• Aim of the task
Only one stretch of the listing below is wanted. Begin at the line that has "Query: black loudspeaker", stop after the line that has "Where can you spot the child in", and repeat every line in between exactly.

◇ ◇ ◇ ◇

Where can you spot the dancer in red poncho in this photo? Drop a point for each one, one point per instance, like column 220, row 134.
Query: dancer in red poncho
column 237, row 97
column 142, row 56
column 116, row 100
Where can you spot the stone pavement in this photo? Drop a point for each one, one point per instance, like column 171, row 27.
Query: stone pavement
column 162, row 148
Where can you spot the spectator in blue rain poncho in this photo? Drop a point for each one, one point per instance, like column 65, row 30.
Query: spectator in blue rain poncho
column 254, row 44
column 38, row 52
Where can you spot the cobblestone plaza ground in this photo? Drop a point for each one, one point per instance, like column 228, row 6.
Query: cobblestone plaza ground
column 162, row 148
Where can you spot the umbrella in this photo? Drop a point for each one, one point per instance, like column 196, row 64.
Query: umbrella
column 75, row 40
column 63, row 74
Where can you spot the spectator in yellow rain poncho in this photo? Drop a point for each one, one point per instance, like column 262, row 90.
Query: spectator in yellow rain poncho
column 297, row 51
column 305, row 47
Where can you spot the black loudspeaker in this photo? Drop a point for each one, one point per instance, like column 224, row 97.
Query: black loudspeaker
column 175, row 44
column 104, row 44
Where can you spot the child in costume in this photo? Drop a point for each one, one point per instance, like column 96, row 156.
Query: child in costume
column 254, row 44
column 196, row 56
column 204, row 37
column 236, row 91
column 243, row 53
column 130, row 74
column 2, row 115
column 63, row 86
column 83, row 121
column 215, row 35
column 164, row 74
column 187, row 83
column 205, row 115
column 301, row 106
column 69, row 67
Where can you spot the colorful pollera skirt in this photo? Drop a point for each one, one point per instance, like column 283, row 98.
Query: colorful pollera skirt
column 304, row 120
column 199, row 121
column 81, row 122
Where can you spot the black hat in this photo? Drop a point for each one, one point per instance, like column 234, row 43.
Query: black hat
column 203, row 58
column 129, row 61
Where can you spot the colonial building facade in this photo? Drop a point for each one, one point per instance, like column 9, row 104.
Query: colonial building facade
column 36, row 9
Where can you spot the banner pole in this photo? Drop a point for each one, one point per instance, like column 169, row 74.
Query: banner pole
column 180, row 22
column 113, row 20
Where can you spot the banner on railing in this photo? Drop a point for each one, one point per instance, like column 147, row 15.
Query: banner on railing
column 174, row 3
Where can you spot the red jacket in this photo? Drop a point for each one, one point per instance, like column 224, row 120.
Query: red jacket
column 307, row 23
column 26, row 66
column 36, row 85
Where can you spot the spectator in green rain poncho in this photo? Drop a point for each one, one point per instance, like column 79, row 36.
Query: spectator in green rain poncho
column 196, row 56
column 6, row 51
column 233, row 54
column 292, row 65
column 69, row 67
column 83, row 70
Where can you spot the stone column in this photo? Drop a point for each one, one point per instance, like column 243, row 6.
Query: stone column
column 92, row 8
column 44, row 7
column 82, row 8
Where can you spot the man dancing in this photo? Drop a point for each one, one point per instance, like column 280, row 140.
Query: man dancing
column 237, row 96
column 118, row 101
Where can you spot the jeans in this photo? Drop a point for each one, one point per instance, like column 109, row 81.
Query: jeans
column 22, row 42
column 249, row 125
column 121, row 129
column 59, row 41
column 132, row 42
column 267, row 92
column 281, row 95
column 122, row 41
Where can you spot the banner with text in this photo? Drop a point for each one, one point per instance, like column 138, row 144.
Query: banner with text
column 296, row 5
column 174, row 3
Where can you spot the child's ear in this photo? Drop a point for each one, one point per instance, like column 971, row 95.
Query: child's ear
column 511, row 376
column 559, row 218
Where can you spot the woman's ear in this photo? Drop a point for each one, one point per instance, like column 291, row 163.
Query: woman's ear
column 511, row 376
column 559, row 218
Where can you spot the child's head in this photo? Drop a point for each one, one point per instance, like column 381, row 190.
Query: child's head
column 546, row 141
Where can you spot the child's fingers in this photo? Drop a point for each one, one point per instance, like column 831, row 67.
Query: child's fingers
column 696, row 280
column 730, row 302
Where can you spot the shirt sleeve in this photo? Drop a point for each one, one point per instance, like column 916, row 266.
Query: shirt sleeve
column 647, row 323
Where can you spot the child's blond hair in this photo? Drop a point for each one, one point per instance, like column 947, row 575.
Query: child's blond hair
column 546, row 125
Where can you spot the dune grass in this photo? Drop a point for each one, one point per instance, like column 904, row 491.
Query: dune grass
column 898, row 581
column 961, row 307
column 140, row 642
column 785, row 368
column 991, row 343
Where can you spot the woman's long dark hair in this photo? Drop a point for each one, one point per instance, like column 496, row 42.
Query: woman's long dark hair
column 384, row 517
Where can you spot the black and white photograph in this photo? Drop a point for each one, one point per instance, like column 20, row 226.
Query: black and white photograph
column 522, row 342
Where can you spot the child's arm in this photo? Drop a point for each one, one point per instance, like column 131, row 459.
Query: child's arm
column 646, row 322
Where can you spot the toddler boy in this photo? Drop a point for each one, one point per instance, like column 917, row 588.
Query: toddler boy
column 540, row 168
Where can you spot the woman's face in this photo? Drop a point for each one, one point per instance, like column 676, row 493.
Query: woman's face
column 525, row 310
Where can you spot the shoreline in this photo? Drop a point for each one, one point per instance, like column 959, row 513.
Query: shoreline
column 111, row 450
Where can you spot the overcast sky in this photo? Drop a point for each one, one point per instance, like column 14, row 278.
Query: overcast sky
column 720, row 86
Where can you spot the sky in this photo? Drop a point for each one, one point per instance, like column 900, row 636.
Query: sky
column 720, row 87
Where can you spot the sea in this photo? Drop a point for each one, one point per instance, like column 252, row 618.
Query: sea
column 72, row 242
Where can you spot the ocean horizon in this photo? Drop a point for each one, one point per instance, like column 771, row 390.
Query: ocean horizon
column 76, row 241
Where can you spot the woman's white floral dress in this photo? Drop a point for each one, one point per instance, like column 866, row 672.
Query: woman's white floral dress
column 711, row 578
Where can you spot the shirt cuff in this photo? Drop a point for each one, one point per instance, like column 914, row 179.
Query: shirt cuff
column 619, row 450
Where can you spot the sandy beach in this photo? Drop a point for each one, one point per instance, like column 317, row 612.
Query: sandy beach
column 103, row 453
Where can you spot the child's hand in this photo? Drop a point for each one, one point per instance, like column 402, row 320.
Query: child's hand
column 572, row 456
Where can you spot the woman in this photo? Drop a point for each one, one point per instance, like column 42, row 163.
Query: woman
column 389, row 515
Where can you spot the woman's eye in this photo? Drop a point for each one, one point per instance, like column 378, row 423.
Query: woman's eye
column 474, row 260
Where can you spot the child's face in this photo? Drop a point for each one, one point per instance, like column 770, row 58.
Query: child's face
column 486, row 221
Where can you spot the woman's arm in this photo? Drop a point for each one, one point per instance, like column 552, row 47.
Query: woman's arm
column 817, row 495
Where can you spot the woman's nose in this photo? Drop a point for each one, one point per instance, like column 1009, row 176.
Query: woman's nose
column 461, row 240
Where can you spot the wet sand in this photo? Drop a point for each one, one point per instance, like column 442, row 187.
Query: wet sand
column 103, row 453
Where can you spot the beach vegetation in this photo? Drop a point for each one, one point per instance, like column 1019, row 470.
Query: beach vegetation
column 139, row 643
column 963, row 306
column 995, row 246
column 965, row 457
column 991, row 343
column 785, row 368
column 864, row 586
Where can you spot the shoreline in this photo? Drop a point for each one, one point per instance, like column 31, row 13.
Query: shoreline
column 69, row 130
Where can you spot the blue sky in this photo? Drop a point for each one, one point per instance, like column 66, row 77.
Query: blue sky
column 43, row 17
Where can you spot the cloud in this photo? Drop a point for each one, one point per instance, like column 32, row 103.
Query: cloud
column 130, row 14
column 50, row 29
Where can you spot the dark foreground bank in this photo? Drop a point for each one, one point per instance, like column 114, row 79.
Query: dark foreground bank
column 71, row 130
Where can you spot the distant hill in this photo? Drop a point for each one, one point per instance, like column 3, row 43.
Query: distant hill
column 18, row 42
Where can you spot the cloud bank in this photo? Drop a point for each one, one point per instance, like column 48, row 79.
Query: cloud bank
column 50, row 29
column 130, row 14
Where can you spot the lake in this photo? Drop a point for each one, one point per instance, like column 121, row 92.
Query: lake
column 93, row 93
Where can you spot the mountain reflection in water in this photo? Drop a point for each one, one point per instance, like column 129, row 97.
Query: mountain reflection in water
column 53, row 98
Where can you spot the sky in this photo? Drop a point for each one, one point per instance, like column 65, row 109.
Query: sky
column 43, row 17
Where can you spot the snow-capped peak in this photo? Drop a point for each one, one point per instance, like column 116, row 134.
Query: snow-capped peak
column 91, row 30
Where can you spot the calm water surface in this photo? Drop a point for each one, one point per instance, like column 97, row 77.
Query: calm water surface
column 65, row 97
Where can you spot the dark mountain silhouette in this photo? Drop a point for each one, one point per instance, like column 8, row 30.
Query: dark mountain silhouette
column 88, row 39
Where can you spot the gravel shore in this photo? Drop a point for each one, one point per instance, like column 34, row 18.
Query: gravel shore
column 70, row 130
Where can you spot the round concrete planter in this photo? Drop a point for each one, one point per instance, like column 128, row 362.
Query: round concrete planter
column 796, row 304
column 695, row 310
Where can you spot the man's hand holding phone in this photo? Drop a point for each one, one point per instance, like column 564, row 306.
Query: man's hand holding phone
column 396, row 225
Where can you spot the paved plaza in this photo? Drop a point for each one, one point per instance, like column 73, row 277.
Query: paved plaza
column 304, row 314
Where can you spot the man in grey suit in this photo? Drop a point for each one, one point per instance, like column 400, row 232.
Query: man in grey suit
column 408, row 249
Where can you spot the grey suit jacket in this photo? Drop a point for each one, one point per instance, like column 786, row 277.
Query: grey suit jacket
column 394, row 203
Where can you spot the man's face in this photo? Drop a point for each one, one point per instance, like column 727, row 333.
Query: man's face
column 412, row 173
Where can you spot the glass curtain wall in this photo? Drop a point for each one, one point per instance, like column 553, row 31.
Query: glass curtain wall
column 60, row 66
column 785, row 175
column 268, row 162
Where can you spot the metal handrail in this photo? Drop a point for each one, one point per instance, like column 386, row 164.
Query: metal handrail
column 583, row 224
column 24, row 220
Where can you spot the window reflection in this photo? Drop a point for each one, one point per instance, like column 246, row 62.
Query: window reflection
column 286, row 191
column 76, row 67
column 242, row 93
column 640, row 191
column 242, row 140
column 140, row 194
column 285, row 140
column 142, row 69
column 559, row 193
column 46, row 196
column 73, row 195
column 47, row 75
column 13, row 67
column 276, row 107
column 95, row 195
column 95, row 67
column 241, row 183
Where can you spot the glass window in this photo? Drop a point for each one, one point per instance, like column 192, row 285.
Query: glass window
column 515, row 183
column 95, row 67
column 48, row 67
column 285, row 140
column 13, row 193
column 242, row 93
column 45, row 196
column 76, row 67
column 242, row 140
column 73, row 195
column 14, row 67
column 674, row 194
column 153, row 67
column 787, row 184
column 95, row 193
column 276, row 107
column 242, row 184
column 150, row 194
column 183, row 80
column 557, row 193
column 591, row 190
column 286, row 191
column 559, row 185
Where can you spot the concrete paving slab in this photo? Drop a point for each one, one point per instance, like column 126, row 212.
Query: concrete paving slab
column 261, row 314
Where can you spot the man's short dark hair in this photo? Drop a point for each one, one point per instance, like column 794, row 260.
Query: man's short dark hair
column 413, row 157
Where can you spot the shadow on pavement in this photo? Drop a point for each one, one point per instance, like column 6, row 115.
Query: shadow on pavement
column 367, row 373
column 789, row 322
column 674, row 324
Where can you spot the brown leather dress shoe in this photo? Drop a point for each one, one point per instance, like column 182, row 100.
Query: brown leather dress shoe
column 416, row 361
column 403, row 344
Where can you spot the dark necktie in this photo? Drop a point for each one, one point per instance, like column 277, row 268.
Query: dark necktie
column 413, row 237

◇ ◇ ◇ ◇

• Answer box
Query: black loudspeaker
column 175, row 44
column 104, row 44
Where can you spot the child in costume in this photo? Drop a point for each one, one point per instance, like column 96, row 156.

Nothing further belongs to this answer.